● What you should do: Revise the rows below from the line with "class is: fluffy" to the line with "[70, 110, 500, 187]", both included, replacing "forested hillside" with "wooded slope" and leaving every other word unchanged. Omit the pictures from your answer.

───── Raw data ─────

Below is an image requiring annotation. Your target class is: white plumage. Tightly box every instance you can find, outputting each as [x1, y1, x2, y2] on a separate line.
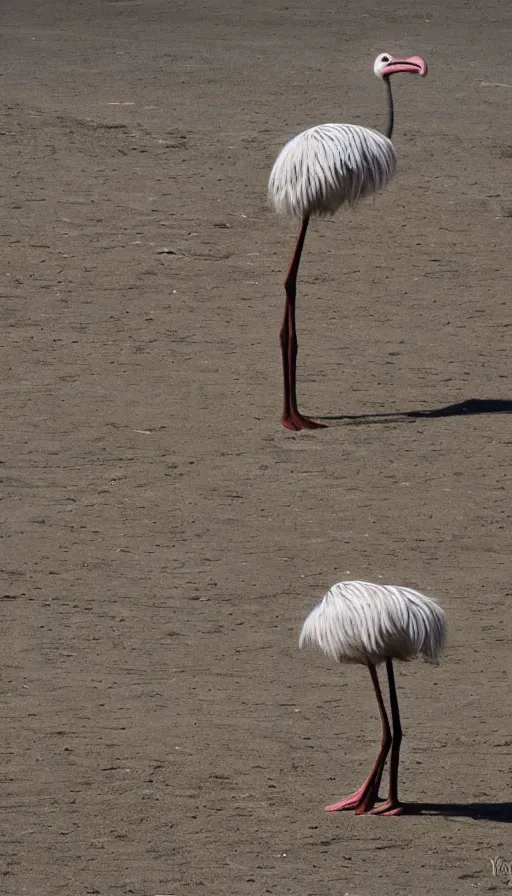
[268, 53, 427, 432]
[299, 582, 446, 665]
[268, 124, 396, 218]
[299, 582, 446, 815]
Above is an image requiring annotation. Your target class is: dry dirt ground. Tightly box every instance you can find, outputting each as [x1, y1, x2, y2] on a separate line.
[0, 0, 512, 896]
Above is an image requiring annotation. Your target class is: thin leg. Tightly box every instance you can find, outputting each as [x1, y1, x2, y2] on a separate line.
[373, 659, 404, 815]
[325, 665, 391, 815]
[280, 217, 324, 430]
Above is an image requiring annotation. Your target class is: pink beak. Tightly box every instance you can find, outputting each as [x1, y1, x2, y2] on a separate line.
[382, 56, 428, 78]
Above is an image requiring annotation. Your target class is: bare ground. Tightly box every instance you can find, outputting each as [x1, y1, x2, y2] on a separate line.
[0, 0, 512, 896]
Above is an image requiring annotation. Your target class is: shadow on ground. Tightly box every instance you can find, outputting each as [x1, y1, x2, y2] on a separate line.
[316, 398, 512, 424]
[407, 803, 512, 824]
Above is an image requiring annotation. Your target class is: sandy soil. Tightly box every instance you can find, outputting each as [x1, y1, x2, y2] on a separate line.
[0, 0, 512, 896]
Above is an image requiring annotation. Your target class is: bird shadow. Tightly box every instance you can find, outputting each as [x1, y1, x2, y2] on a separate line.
[407, 803, 512, 824]
[316, 398, 512, 425]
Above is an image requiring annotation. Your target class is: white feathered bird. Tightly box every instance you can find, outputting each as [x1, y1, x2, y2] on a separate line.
[268, 53, 427, 430]
[299, 582, 446, 815]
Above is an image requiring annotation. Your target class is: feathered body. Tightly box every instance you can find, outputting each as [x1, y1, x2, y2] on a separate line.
[268, 124, 396, 218]
[299, 582, 446, 665]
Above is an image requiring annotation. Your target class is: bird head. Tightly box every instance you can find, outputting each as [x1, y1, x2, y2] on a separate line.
[373, 53, 428, 78]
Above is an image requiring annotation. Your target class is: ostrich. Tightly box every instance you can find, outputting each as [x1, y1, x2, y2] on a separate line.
[268, 53, 427, 430]
[299, 582, 446, 815]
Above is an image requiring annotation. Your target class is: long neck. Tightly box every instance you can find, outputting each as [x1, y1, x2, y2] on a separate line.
[384, 76, 395, 140]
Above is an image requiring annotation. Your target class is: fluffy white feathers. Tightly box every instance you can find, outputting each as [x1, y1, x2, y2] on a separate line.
[268, 124, 396, 218]
[299, 582, 446, 665]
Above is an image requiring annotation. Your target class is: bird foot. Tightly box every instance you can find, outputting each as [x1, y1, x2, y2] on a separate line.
[325, 787, 378, 815]
[370, 800, 405, 815]
[281, 411, 326, 432]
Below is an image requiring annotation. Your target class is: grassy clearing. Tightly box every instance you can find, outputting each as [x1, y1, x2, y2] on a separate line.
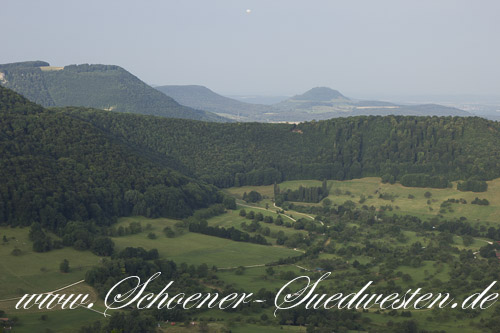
[226, 177, 500, 224]
[113, 217, 299, 268]
[0, 227, 101, 299]
[208, 207, 307, 237]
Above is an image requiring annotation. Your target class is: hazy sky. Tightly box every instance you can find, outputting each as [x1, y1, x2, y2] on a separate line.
[0, 0, 500, 97]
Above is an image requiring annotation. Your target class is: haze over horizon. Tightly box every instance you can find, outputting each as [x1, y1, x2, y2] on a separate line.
[0, 0, 500, 98]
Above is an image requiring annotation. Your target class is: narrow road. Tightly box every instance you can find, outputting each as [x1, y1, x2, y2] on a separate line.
[0, 280, 85, 302]
[237, 203, 297, 222]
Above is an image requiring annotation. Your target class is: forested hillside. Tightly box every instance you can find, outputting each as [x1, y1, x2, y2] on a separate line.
[156, 85, 273, 121]
[0, 83, 500, 230]
[0, 61, 226, 121]
[0, 87, 221, 232]
[66, 109, 500, 187]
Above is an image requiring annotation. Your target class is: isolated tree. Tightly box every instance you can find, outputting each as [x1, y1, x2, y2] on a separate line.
[59, 259, 69, 273]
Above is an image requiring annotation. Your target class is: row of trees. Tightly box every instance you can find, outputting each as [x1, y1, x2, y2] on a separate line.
[274, 180, 329, 206]
[457, 179, 488, 192]
[70, 110, 500, 187]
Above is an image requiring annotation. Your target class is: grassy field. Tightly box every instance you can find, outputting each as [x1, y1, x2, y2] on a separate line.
[208, 206, 307, 239]
[113, 217, 299, 268]
[226, 177, 500, 224]
[0, 227, 100, 299]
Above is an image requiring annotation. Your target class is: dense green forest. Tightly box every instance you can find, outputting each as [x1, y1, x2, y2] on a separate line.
[0, 87, 222, 233]
[0, 61, 226, 121]
[65, 108, 500, 187]
[0, 84, 500, 230]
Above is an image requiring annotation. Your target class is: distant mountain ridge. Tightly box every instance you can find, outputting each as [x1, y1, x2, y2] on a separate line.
[156, 85, 473, 122]
[0, 61, 227, 121]
[290, 87, 349, 101]
[155, 85, 272, 121]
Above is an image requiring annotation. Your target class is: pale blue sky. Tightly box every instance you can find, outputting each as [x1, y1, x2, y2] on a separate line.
[0, 0, 500, 97]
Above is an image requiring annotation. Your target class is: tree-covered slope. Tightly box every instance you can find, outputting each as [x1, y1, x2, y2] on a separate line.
[156, 85, 272, 121]
[67, 109, 500, 187]
[0, 87, 220, 231]
[0, 61, 225, 121]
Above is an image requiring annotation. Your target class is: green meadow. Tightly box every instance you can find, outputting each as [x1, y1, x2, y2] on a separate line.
[226, 177, 500, 224]
[113, 217, 299, 268]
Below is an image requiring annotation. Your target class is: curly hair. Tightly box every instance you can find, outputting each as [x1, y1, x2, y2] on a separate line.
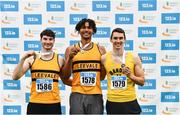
[75, 18, 97, 34]
[40, 29, 56, 39]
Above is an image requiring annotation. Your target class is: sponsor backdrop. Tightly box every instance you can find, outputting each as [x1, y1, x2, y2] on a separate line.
[0, 0, 180, 115]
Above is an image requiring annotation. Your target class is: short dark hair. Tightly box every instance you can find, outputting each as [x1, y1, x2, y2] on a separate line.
[111, 28, 126, 40]
[40, 29, 56, 39]
[75, 18, 97, 34]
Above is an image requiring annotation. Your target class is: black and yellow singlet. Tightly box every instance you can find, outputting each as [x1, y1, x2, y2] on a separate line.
[30, 53, 60, 104]
[72, 42, 102, 94]
[105, 52, 136, 102]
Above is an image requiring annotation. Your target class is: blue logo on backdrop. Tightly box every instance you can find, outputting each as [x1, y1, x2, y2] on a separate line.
[2, 54, 19, 64]
[138, 53, 156, 64]
[161, 13, 180, 24]
[92, 1, 111, 11]
[161, 66, 179, 77]
[161, 40, 179, 50]
[0, 1, 19, 11]
[59, 80, 65, 90]
[25, 93, 30, 103]
[3, 105, 21, 115]
[101, 80, 107, 90]
[46, 1, 64, 11]
[138, 27, 156, 37]
[24, 14, 42, 25]
[69, 40, 80, 46]
[115, 14, 133, 24]
[93, 27, 110, 38]
[3, 80, 21, 90]
[141, 105, 156, 115]
[124, 40, 134, 51]
[1, 28, 19, 38]
[138, 0, 157, 11]
[48, 27, 65, 38]
[161, 92, 179, 102]
[70, 14, 88, 24]
[24, 41, 41, 51]
[138, 79, 156, 89]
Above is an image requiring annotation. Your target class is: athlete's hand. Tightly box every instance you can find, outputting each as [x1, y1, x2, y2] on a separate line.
[22, 51, 36, 60]
[122, 66, 131, 77]
[69, 47, 80, 59]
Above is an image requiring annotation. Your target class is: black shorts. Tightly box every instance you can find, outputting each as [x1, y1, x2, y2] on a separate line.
[70, 93, 104, 115]
[106, 100, 141, 114]
[27, 102, 61, 114]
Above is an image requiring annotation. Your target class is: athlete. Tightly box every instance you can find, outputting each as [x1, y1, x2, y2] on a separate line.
[63, 19, 106, 114]
[101, 28, 144, 114]
[12, 29, 71, 114]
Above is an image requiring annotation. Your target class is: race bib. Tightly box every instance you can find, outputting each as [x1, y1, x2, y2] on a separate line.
[111, 76, 127, 89]
[36, 79, 53, 92]
[80, 72, 96, 86]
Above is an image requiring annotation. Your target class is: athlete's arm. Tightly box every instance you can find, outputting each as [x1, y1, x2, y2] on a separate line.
[62, 46, 80, 79]
[98, 45, 106, 80]
[58, 56, 72, 86]
[12, 51, 35, 80]
[124, 54, 145, 86]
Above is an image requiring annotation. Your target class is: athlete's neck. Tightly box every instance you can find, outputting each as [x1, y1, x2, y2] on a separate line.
[81, 39, 91, 47]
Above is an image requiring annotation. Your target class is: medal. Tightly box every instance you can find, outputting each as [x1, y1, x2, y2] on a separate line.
[80, 42, 91, 53]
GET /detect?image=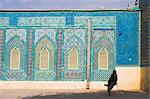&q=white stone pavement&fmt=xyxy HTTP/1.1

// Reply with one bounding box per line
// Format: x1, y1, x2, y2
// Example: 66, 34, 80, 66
0, 89, 148, 99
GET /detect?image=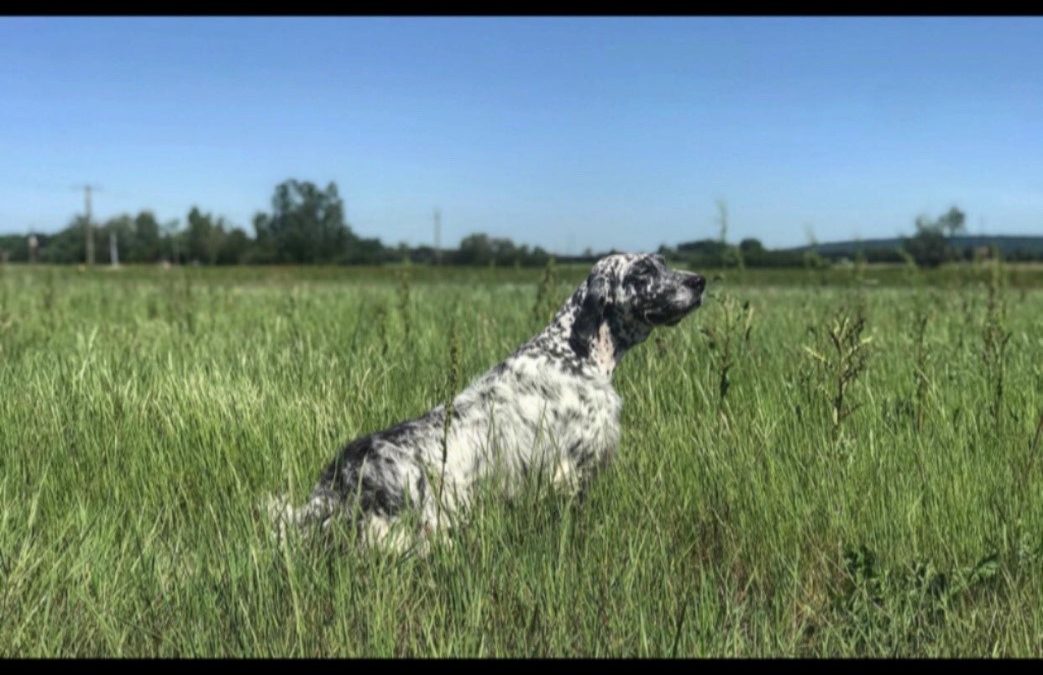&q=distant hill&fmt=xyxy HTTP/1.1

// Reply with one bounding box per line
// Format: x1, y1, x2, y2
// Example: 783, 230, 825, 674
782, 235, 1043, 258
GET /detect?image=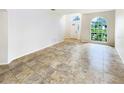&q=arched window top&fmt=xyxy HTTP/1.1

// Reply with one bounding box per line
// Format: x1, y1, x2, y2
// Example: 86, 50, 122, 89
91, 17, 107, 28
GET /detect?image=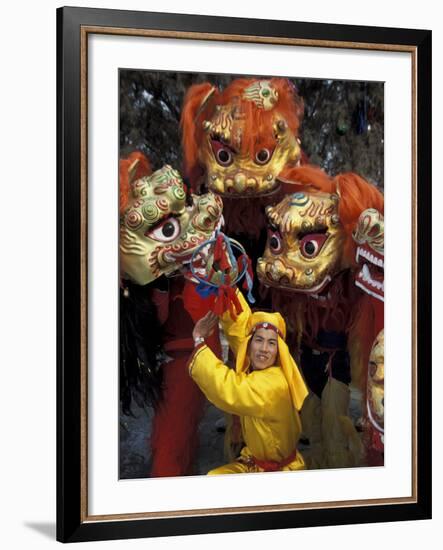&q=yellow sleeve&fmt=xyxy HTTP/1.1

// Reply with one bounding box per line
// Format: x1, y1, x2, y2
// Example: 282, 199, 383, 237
220, 289, 251, 357
189, 346, 272, 417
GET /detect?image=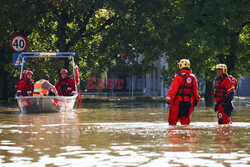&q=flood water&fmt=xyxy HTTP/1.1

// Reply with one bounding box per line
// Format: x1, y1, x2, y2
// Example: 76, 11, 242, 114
0, 99, 250, 167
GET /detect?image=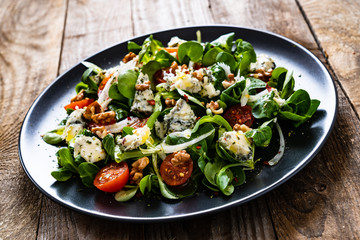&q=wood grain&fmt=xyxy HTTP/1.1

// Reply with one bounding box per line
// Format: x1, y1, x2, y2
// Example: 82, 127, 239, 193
299, 0, 360, 115
0, 0, 66, 239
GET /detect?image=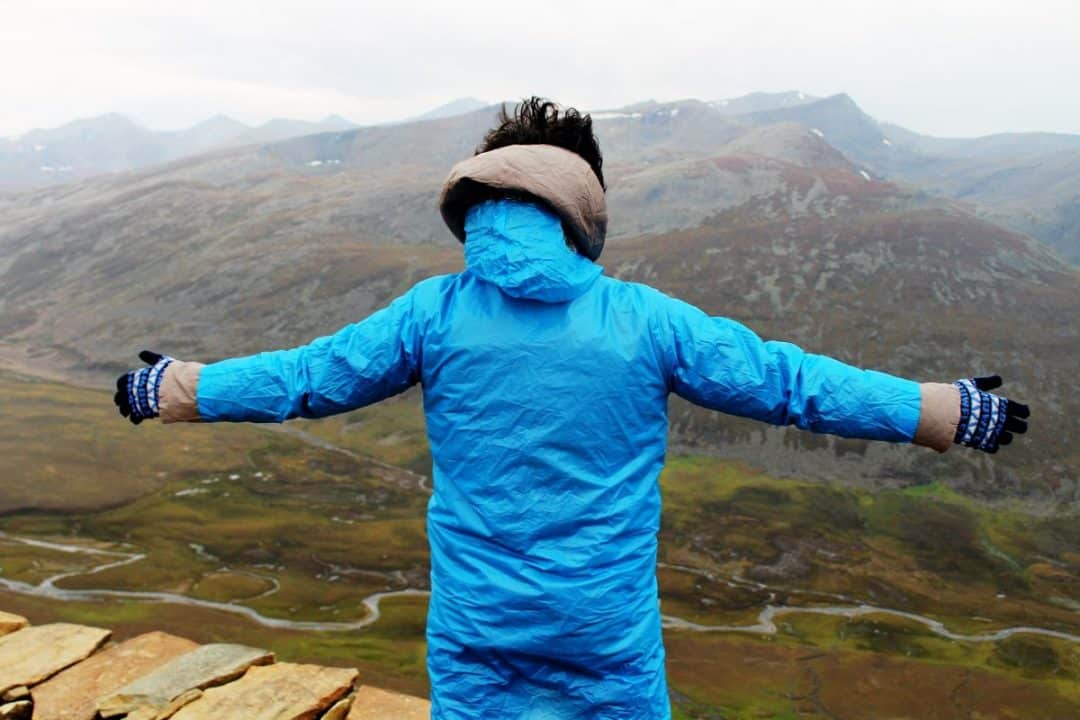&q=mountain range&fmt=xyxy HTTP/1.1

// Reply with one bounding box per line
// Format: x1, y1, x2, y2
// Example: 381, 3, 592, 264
0, 93, 1080, 502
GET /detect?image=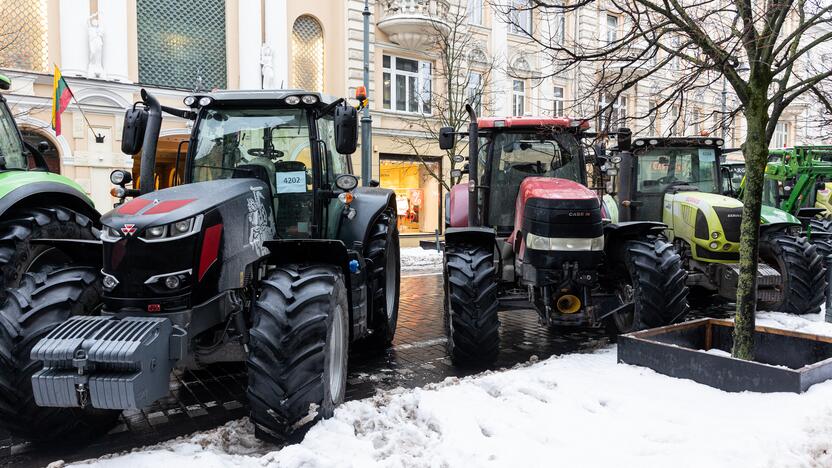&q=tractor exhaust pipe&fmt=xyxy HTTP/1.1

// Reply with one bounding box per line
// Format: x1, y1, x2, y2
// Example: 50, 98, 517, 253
139, 89, 162, 194
465, 104, 480, 227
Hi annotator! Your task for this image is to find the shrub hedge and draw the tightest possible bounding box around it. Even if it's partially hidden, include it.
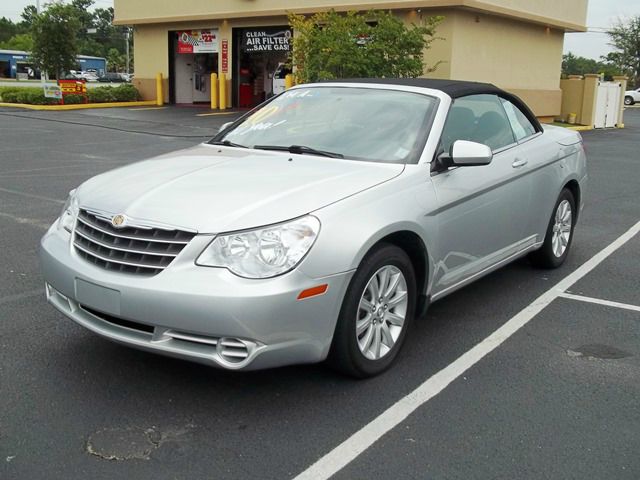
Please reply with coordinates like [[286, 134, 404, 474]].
[[0, 83, 140, 105]]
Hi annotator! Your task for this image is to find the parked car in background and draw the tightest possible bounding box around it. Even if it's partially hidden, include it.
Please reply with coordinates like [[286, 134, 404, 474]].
[[80, 71, 98, 82], [40, 79, 587, 377], [98, 72, 126, 83], [624, 88, 640, 105], [63, 70, 83, 80]]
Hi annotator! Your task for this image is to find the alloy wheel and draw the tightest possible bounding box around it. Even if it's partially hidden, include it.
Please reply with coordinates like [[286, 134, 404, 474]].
[[355, 265, 408, 360], [551, 200, 573, 258]]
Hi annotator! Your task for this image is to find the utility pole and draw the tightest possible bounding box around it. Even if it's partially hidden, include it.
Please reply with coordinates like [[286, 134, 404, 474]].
[[36, 0, 47, 86], [125, 27, 131, 76]]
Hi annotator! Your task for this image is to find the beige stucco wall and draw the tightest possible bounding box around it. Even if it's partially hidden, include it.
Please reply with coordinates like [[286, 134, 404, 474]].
[[124, 0, 586, 119], [435, 10, 564, 117], [114, 0, 587, 31]]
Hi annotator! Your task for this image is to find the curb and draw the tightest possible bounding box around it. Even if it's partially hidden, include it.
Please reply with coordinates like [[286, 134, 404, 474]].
[[0, 100, 156, 110]]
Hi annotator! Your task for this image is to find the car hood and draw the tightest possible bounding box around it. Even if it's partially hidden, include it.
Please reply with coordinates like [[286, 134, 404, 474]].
[[77, 144, 404, 233]]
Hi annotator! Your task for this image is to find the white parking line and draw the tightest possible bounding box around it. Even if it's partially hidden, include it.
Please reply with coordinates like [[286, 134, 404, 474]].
[[0, 187, 64, 205], [294, 222, 640, 480], [559, 292, 640, 312]]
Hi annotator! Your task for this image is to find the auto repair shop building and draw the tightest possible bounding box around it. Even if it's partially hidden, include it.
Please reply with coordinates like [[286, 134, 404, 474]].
[[114, 0, 587, 121]]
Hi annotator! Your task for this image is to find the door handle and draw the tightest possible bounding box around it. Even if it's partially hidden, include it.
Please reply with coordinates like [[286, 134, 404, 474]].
[[511, 158, 529, 168]]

─────

● Final answer:
Above is an image requiring annotation. Your target class is: fluffy white feathers. Tightly box every instance you can find, outputting each as [x1, y1, x2, y2] on a separate line.
[268, 124, 396, 218]
[299, 582, 446, 665]
Above is an image requiring annotation. Your target class is: bird foot. Tightly box every instance you can find, outputting each as [x1, y1, x2, y2] on a separate line.
[325, 787, 378, 815]
[370, 800, 405, 815]
[281, 411, 326, 432]
Below is an image requiring annotation. Your target class is: grassy clearing. Tightly box every instance you can find, outputting each as [x1, y1, x2, y2] on a separate line.
[226, 177, 500, 224]
[113, 217, 299, 268]
[0, 227, 101, 299]
[208, 207, 307, 237]
Above is an image requiring annotation. Your target class is: hazy sky. Tightly box every instance you can find, outputting each as [x1, y1, x2, y2] on a separate line.
[0, 0, 500, 97]
Above is an image requiring annotation. Your target class is: haze over horizon. Tightly box every instance you can find, outputting each as [x1, y1, x2, y2] on a separate line.
[0, 0, 500, 98]
Above is an image requiring annotation. Your target class is: narrow road. Tightly box every instance you can find, outputting each as [x1, y1, x2, y2] on a separate line.
[0, 280, 85, 302]
[237, 203, 297, 222]
Above is an image requiring annotation. Your target class is: wooded slope. Tightly box every instance you can find, outputting each as [x1, y1, x2, y2] on a separate line.
[156, 85, 273, 121]
[0, 83, 500, 230]
[0, 61, 226, 121]
[0, 87, 221, 232]
[66, 109, 500, 187]
Above is an image requiring annotation. Your target class is: isolated tree. Tightly box every instance you can find, outputting each as [x1, y1, x2, y2] on a separate line.
[59, 259, 69, 273]
Above is an image requiring annotation. Your target class is: row of trees. Tightly box every instance you can find, outputting each as [x1, y1, x2, y2] on a separate line.
[274, 180, 329, 206]
[457, 179, 488, 192]
[70, 110, 500, 187]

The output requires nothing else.